> **WRITTEN PROBLEM**: Write the lines below as a JSON list of strings, one string per line, leaving out any blank lines.

=-=-=-=-=

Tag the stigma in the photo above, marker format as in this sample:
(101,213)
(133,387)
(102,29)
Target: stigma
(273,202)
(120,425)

=-=-=-=-=

> **OUTPUT OF THE EXERCISE**:
[
  "Tag the stigma in the photo above, marker format as in this sample:",
  "(101,213)",
  "(133,387)",
  "(102,29)",
  "Target: stigma",
  "(273,202)",
  "(120,425)"
]